__PROBLEM REQUIREMENTS__
No images are to be carried over; print all other material exactly as it stands.

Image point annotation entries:
:::

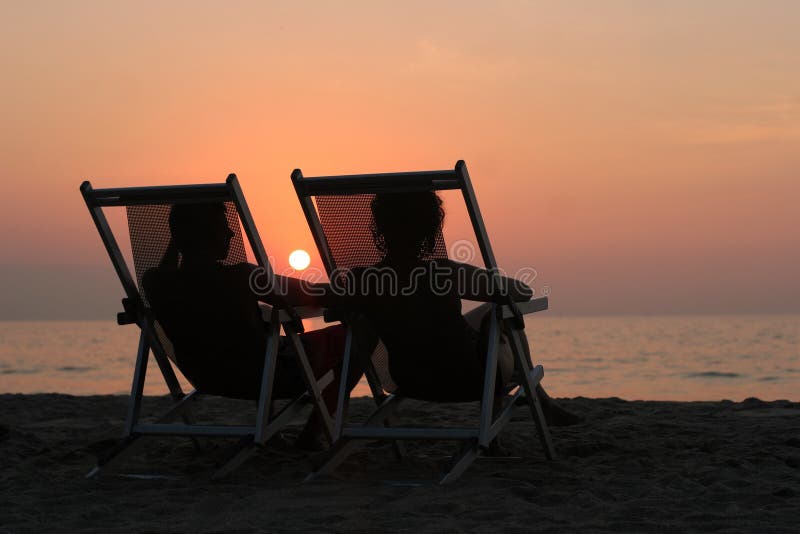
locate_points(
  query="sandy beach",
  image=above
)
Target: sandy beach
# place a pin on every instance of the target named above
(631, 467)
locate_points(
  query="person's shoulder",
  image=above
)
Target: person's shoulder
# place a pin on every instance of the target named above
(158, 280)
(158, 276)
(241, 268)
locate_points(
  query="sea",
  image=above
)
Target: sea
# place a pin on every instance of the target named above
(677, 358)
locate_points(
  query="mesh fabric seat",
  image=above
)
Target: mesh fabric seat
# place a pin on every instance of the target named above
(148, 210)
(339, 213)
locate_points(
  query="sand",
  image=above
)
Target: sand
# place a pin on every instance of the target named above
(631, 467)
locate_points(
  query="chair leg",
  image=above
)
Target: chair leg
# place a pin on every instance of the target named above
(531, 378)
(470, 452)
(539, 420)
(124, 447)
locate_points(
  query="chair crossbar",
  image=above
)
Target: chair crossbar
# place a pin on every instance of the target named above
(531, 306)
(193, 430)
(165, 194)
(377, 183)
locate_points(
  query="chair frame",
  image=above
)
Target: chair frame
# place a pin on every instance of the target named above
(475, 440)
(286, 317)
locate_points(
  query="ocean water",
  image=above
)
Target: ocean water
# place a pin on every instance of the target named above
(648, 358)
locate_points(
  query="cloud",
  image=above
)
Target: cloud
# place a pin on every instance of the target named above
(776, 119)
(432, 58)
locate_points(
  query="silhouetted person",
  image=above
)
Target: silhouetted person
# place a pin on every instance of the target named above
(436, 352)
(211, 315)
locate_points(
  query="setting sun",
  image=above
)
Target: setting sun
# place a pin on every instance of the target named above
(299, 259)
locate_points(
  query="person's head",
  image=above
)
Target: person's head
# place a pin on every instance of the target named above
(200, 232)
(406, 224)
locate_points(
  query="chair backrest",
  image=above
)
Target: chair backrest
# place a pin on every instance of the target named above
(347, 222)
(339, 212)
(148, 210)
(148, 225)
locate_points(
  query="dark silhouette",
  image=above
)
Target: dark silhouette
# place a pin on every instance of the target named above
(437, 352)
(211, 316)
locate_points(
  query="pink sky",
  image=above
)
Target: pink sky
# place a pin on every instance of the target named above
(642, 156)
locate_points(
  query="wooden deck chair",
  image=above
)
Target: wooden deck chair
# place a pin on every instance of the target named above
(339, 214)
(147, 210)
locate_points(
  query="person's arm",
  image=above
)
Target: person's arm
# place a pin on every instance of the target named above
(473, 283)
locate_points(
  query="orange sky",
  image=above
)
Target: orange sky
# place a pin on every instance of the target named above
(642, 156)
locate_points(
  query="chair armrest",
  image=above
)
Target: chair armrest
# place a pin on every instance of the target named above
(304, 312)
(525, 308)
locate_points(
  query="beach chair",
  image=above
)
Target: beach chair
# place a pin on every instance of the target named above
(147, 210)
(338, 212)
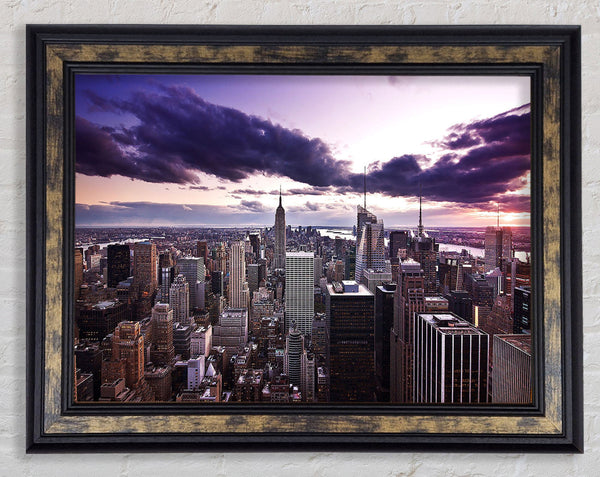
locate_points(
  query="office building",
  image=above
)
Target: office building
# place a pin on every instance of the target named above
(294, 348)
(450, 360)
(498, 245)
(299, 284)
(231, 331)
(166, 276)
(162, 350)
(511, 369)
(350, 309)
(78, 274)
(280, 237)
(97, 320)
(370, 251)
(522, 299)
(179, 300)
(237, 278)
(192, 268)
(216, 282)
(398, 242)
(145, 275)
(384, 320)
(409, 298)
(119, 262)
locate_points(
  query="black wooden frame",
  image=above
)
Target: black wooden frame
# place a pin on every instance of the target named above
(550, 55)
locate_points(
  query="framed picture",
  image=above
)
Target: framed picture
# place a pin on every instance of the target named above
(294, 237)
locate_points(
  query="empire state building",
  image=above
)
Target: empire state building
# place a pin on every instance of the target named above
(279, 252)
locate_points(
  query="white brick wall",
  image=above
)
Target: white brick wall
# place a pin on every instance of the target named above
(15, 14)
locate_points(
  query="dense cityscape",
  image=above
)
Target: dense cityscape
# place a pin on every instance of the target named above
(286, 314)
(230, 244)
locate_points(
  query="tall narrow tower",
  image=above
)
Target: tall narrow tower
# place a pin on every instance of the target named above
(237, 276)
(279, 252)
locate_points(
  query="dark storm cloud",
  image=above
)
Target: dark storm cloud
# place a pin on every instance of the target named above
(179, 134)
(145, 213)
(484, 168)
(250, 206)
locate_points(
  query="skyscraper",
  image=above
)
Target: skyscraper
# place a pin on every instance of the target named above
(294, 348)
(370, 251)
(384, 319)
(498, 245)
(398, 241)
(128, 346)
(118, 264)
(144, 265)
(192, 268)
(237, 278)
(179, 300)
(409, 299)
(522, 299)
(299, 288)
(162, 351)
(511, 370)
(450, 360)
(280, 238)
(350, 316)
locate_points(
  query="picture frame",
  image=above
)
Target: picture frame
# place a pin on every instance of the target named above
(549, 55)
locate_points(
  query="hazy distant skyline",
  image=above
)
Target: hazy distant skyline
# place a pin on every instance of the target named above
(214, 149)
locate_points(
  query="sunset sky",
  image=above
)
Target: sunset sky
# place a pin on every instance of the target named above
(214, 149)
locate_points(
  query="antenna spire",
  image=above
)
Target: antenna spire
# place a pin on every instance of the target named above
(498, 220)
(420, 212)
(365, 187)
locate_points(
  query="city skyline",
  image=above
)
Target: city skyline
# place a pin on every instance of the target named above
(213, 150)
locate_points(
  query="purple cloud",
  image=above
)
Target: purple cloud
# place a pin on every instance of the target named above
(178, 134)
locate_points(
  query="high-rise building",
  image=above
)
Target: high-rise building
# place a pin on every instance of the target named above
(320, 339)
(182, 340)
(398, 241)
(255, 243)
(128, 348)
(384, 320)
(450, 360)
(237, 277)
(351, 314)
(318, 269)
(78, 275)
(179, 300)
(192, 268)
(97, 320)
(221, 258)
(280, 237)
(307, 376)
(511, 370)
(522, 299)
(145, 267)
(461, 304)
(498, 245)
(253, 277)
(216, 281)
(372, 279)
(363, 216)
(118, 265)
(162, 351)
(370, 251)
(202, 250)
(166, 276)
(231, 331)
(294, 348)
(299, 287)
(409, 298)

:::

__EXERCISE OUTPUT__
locate_points(
  query="sandy beach",
  image=above
)
Target: sandy beach
# place a pin on every instance of the target named above
(631, 467)
locate_points(
  query="person's shoulder",
  image=above
)
Target: person's shoulder
# place a pin on every instance of the target named above
(158, 280)
(158, 276)
(241, 268)
locate_points(
  query="sea",
  image=above
)
Target: sea
# place a pin on every instance of the target named above
(677, 358)
locate_points(
  query="mesh fabric seat",
  image=above
)
Target: mesh fabric seat
# place a pin on every instance of the target named above
(148, 210)
(339, 213)
locate_points(
  query="sand",
  image=above
)
Target: sand
# place a pin on every instance of the target named above
(631, 467)
locate_points(
  query="chair leg",
  image=above
)
Target: chair leg
# place a pin on every instance of the target named above
(531, 378)
(470, 452)
(539, 420)
(124, 447)
locate_points(
  query="chair crossbar",
  image=above
)
Target: chair crossbar
# place a pin on every instance of the target named above
(531, 306)
(193, 430)
(165, 194)
(377, 183)
locate_points(
  query="chair frame",
  image=above
)
Target: chair frame
# place a pin on every instance of the target named above
(475, 440)
(286, 317)
locate_points(
  query="ocean water",
  image=above
)
Target: ocean water
# place a pin on every instance of the target named above
(648, 358)
locate_points(
  query="cloud",
  image=above
)
Target: cloud
# place a pin on every instance of the target named above
(776, 119)
(432, 58)
locate_points(
  query="silhouetted person",
  image=above
)
Target: silhouetted person
# place a pin on every instance of the target named above
(436, 352)
(211, 315)
locate_points(
  query="setting sun",
  image=above
)
Target: setting sun
# place a pin on every instance of the target named above
(299, 259)
locate_points(
  query="person's head",
  image=above
)
Target: person's head
# place a pin on every instance of the target named above
(200, 232)
(406, 224)
locate_points(
  query="chair backrest",
  image=above
)
Target: chair backrest
# place a pin on every instance of the target named above
(347, 222)
(339, 212)
(148, 210)
(148, 225)
locate_points(
  query="dark silhouette",
  image=above
)
Target: dark silhouette
# place a pin on every instance of the target named above
(437, 352)
(211, 316)
locate_points(
  query="pink sky",
  image=above
)
Target: pink sky
# place a pin on every instance of the target named above
(642, 156)
locate_points(
  query="wooden deck chair",
  image=above
)
Target: wooden deck chair
# place a pin on every instance of the target named above
(339, 214)
(147, 210)
locate_points(
  query="person's arm",
  image=above
)
Target: person's arm
# place a pin on every instance of the target named above
(473, 283)
locate_points(
  query="orange sky",
  image=above
)
Target: orange sky
# place a pin on every instance of the target named above
(642, 156)
locate_points(
  query="chair armrest",
  image=above
)
Target: chair armrest
# place a pin on every instance of the target named above
(304, 312)
(525, 308)
locate_points(
  query="beach chair",
  image=above
)
Target: beach chair
# place a pin on every instance of the target named above
(147, 210)
(338, 212)
locate_points(
  query="office building",
  image=above
)
Target: office building
# place a pin on every instance of the target named above
(294, 348)
(450, 360)
(498, 245)
(299, 284)
(231, 331)
(166, 276)
(162, 350)
(511, 369)
(350, 309)
(78, 274)
(280, 237)
(97, 320)
(370, 251)
(522, 299)
(179, 300)
(237, 278)
(192, 268)
(216, 282)
(398, 242)
(145, 275)
(384, 320)
(409, 298)
(119, 262)
locate_points(
  query="black wooden frame",
  image=above
)
Target: black wooden frame
# place a pin on every instance of the target named above
(550, 55)
locate_points(
  query="framed picture",
  image=above
)
Target: framed picture
# place a pin on every instance of the target named above
(294, 237)
locate_points(
  query="empire state building",
  image=above
)
Target: empire state building
# place a pin on every instance of the target named above
(279, 252)
locate_points(
  query="white brick wall",
  image=above
)
Target: white brick wall
# place a pin on every instance of the target named above
(15, 14)
locate_points(
  query="dense cityscape",
  image=above
)
Target: dense cityscape
# place a pin on every instance of the target named above
(286, 314)
(230, 244)
locate_points(
  query="tall narrow tower",
  image=above
)
Target: tall narrow tower
# place a pin on every instance of the target named above
(237, 276)
(279, 252)
locate_points(
  query="dark storm cloud",
  image=above
)
Target: dark storm cloud
# place a pin on every instance of the target named above
(179, 134)
(145, 213)
(484, 168)
(250, 206)
locate_points(
  query="skyscraper",
  image=above
)
Target: skyscraper
# place a pin on every instance of the target named above
(294, 348)
(370, 251)
(384, 319)
(498, 245)
(398, 241)
(128, 346)
(118, 264)
(144, 265)
(192, 268)
(237, 278)
(179, 300)
(409, 299)
(522, 299)
(299, 288)
(162, 351)
(511, 370)
(450, 360)
(280, 238)
(350, 316)
locate_points(
  query="picture frame",
  image=above
)
Target: picture frame
# place a pin on every instance of the target named above
(549, 55)
locate_points(
  query="hazy distant skyline",
  image=above
)
Target: hazy distant skyline
# place a pin on every instance of the target named above
(214, 149)
locate_points(
  query="sunset sky",
  image=above
)
Target: sunset sky
# place a pin on every instance of the target named above
(214, 149)
locate_points(
  query="antenna spire",
  image=above
)
Target: antenna spire
# place a pin on every instance of the target named above
(498, 220)
(420, 212)
(365, 187)
locate_points(
  query="city skyline",
  image=above
)
Target: city skyline
# place a pin on every instance of the target named above
(213, 150)
locate_points(
  query="purple cloud",
  image=above
)
Target: purple cloud
# place a pin on every instance of the target named above
(178, 134)
locate_points(
  query="high-rise building",
  image=above
)
Target: high-rise building
# place a pin on every instance of the target named above
(320, 339)
(182, 340)
(398, 241)
(255, 243)
(128, 348)
(384, 320)
(450, 360)
(237, 277)
(351, 314)
(318, 269)
(78, 275)
(179, 300)
(192, 268)
(97, 320)
(221, 258)
(280, 237)
(307, 376)
(511, 370)
(522, 299)
(145, 267)
(461, 304)
(498, 245)
(253, 277)
(216, 281)
(372, 279)
(363, 216)
(118, 265)
(162, 351)
(370, 251)
(202, 250)
(166, 276)
(231, 331)
(294, 348)
(299, 287)
(409, 298)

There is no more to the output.